Geciteerde passage:
· · ·

6-7. En de jonge mannen stonden op, legden hem af, droegen hem naar buiten en begroeven hem. En het gebeurde na verloop van ongeveer drie uur dat ook zijn vrouw daar binnenkwam, zonder te weten wat er gebeurd was.

8-11. En Petrus antwoordde haar: Zeg mij, hebt u beiden het land (chōrion) voor zoveel verkocht? En zij zei: Ja, voor zoveel. Petrus zei tegen haar: Waarom toch hebt u met elkaar afgesproken de Geest van de Heere te verzoeken? Zie, de voeten van hen die uw man begraven hebben, zijn voor de deur en zullen u ook uitdragen. En zij viel onmiddellijk voor zijn voeten neer en gaf de geest. En toen de jongemannen binnengekomen waren, troffen zij haar dood aan, en zij droegen haar naar buiten en begroeven haar bij haar man. En er kwam grote vrees over heel de gemeente en over allen die dit hoorden. [HSV]

Opmerking 1: Petrus had blijkbaar een woord van kennis omdat hij het eigendom een ‘stuk grond’ noemde.
Opmerking 2: de boodschap is ‘je bent niet verplicht om te delen maar als je deelt wees er dan eerlijk over’ zeker als je erover verteld in de gemeenschap.

· · ·

Opdracht 1: Neem uit de passage over Petrus en de verkoop van het land woordelijk over vanaf "8-11. En Petrus" tot en met "een ‘stuk grond’ noemde.".

Aangeleverde gegevens:

· · ·

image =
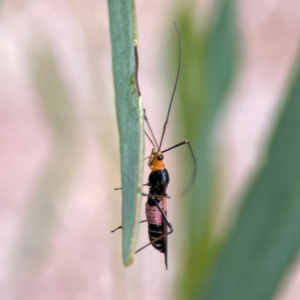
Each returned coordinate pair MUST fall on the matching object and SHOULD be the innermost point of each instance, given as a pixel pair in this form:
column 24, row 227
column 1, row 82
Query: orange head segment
column 156, row 161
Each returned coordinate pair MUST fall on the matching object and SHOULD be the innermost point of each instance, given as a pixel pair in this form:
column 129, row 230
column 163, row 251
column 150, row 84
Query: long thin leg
column 122, row 226
column 163, row 235
column 193, row 177
column 118, row 189
column 156, row 196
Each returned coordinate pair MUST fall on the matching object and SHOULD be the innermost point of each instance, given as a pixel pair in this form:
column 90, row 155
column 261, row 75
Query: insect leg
column 122, row 226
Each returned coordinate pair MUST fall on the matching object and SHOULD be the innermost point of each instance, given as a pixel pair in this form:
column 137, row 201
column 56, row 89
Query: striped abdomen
column 155, row 223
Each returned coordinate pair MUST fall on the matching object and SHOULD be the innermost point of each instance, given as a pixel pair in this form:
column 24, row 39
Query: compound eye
column 160, row 157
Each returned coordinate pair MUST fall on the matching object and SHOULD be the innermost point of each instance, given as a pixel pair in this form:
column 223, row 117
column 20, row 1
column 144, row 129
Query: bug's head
column 156, row 161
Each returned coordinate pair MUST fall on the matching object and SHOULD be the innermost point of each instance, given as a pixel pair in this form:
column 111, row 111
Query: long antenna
column 175, row 86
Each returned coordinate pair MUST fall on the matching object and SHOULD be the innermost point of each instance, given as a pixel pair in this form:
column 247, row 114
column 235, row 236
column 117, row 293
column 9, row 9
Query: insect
column 156, row 207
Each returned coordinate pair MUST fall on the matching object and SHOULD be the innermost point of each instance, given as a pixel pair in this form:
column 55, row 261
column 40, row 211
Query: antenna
column 175, row 86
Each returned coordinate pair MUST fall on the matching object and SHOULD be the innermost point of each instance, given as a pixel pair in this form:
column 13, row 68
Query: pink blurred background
column 83, row 259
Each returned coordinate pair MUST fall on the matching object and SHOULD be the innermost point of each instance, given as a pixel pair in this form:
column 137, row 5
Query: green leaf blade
column 130, row 119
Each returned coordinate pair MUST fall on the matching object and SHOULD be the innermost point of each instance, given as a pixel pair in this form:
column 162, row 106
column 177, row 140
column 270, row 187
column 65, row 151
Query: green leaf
column 266, row 238
column 208, row 68
column 130, row 119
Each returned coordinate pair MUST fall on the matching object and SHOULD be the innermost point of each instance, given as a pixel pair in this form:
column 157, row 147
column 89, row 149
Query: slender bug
column 156, row 207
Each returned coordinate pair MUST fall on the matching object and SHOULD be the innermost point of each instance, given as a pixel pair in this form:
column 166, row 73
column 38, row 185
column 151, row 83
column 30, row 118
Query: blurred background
column 59, row 151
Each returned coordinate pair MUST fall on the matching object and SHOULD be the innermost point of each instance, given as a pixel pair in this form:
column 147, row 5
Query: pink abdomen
column 153, row 214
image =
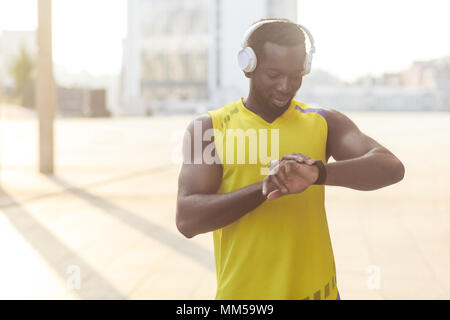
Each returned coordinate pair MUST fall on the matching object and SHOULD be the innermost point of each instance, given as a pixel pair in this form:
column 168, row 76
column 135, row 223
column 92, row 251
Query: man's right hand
column 292, row 174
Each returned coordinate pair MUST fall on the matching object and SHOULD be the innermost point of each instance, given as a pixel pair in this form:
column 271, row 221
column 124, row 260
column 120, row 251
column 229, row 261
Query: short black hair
column 284, row 33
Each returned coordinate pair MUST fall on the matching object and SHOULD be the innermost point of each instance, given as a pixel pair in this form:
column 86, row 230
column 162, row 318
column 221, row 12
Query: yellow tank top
column 281, row 249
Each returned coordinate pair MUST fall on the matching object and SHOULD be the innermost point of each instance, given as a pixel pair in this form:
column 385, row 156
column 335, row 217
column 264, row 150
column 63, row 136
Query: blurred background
column 92, row 113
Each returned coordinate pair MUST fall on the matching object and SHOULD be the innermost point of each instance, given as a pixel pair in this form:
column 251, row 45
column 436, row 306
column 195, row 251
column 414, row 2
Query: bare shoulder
column 339, row 122
column 204, row 121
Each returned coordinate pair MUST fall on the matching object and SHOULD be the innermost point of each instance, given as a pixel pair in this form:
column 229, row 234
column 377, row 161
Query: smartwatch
column 322, row 173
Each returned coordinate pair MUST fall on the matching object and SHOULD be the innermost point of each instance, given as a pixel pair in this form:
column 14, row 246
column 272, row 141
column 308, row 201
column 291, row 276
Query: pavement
column 103, row 225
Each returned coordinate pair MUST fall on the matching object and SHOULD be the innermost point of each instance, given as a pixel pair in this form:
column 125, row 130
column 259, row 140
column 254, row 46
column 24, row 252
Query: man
column 271, row 238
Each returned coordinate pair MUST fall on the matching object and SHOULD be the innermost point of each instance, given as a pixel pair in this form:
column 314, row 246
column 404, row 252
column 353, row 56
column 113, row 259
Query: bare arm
column 199, row 208
column 361, row 162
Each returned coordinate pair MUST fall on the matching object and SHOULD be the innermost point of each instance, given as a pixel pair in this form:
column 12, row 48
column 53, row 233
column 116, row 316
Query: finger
column 274, row 195
column 282, row 176
column 296, row 157
column 273, row 164
column 265, row 183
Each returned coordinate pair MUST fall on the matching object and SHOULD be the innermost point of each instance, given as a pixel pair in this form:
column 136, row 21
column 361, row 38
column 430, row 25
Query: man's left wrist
column 322, row 173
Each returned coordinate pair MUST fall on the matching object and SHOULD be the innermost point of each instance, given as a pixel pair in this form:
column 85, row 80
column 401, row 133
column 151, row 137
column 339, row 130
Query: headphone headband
column 257, row 25
column 247, row 58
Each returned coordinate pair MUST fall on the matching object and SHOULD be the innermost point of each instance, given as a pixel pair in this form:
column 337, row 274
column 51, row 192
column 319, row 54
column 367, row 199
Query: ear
column 249, row 74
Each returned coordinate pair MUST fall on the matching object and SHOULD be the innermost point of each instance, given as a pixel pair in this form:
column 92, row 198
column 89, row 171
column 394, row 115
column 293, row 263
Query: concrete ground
column 103, row 226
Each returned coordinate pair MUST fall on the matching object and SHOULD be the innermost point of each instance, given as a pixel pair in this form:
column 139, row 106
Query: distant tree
column 21, row 70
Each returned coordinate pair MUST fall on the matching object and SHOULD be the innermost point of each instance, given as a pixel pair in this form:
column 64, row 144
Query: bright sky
column 87, row 34
column 353, row 37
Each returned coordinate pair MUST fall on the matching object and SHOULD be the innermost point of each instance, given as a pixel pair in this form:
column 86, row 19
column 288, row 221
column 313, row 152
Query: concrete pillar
column 45, row 87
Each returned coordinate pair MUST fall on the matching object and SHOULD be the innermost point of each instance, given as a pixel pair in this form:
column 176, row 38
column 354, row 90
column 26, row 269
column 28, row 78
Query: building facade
column 180, row 55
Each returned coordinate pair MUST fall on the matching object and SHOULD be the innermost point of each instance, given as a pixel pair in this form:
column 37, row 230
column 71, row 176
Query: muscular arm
column 361, row 162
column 199, row 208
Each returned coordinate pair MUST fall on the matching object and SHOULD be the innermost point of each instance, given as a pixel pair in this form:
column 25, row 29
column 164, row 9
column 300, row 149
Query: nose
column 283, row 85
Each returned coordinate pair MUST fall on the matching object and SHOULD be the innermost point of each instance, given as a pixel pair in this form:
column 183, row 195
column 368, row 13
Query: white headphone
column 247, row 57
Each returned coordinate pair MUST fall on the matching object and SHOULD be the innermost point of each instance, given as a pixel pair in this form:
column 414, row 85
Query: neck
column 262, row 108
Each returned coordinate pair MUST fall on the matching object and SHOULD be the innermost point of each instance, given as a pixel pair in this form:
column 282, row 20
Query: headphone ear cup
column 307, row 65
column 247, row 59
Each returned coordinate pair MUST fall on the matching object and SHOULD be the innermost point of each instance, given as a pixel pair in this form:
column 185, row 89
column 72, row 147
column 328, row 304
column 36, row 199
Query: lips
column 280, row 101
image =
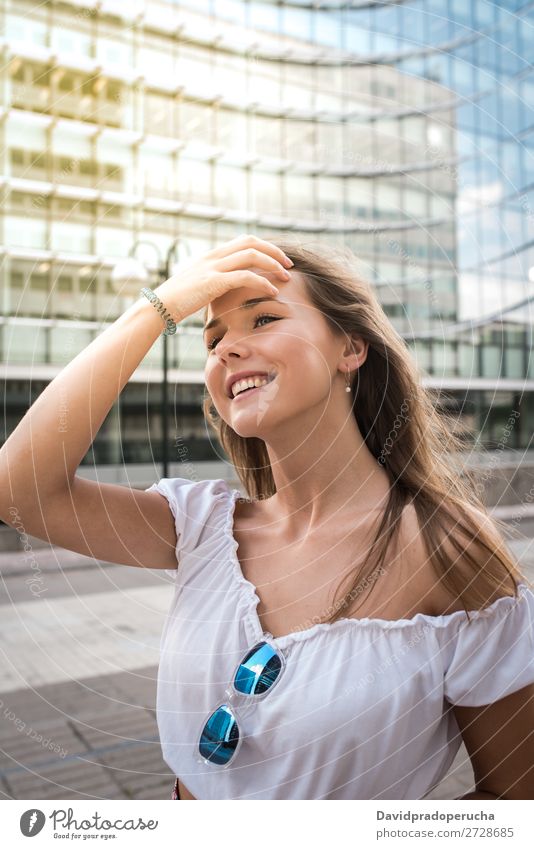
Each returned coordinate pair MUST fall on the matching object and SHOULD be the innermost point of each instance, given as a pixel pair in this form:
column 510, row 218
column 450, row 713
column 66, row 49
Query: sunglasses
column 254, row 678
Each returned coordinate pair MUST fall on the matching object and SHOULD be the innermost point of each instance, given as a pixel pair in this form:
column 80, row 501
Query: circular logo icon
column 32, row 822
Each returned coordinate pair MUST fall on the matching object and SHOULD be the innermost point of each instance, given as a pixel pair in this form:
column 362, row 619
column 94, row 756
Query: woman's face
column 283, row 335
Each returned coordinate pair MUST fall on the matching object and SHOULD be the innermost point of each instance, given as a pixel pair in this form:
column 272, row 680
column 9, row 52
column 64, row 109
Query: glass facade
column 403, row 131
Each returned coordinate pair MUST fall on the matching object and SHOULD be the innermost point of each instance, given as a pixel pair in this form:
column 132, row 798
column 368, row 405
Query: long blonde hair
column 408, row 436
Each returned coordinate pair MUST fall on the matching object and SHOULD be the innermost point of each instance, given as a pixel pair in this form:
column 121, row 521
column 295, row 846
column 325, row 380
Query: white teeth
column 248, row 383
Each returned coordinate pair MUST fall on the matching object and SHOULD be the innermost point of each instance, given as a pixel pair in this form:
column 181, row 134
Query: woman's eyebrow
column 244, row 306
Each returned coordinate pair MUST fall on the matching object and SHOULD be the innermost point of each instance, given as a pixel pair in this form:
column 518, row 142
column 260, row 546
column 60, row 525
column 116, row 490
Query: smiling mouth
column 253, row 388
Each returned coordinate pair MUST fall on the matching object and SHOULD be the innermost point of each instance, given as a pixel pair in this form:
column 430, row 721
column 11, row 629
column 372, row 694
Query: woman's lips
column 252, row 391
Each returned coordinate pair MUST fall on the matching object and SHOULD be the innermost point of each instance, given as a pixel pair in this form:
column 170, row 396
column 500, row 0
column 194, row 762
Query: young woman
column 337, row 633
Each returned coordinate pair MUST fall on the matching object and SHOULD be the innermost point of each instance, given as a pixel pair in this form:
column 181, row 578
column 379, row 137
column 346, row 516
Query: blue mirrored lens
column 220, row 736
column 258, row 670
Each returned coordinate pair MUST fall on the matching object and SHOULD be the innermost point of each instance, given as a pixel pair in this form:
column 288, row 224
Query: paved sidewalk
column 78, row 679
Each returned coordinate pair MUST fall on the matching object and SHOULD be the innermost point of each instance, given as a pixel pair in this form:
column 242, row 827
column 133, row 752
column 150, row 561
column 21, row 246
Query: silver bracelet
column 170, row 324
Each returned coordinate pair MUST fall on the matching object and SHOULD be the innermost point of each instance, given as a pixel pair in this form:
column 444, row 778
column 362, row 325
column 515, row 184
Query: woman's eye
column 216, row 339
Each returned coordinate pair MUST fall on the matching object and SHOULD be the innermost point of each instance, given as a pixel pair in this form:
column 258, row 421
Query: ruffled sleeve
column 491, row 656
column 192, row 505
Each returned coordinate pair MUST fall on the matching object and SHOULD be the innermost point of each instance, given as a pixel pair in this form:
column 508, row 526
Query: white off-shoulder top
column 363, row 708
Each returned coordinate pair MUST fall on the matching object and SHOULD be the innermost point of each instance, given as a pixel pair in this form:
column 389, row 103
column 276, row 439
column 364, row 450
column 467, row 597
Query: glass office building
column 403, row 131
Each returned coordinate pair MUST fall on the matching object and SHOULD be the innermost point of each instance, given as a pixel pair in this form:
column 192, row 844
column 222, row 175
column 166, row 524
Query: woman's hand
column 219, row 270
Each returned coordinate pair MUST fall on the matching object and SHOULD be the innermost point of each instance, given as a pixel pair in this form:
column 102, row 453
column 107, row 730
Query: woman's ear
column 355, row 352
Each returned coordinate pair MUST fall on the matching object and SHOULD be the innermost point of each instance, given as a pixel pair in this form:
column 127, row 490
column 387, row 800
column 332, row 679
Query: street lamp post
column 133, row 273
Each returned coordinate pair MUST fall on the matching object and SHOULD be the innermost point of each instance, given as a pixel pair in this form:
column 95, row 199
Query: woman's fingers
column 240, row 279
column 247, row 242
column 250, row 257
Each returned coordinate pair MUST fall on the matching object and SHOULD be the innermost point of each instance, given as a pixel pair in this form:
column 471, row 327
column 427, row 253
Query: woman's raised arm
column 39, row 487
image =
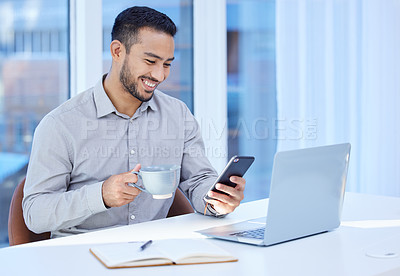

· · ·

Opdracht 2: Tel hoeveel regels van de gegevens de tekenreeks "headphone" bevatten, waarbij hoofdletters en kleine letters als verschillend gelden. Vermeld uitsluitend dat aantal.

Uitwerking 1:
8-11. En Petrus antwoordde haar: Zeg mij, hebt u beiden het land (chōrion) voor zoveel verkocht? En zij zei: Ja, voor zoveel. Petrus zei tegen haar: Waarom toch hebt u met elkaar afgesproken de Geest van de Heere te verzoeken? Zie, de voeten van hen die uw man begraven hebben, zijn voor de deur en zullen u ook uitdragen. En zij viel onmiddellijk voor zijn voeten neer en gaf de geest. En toen de jongemannen binnengekomen waren, troffen zij haar dood aan, en zij droegen haar naar buiten en begroeven haar bij haar man. En er kwam grote vrees over heel de gemeente en over allen die dit hoorden. [HSV]

Opmerking 1: Petrus had blijkbaar een woord van kennis omdat hij het eigendom een ‘stuk grond’ noemde.

Uitwerking 2: 3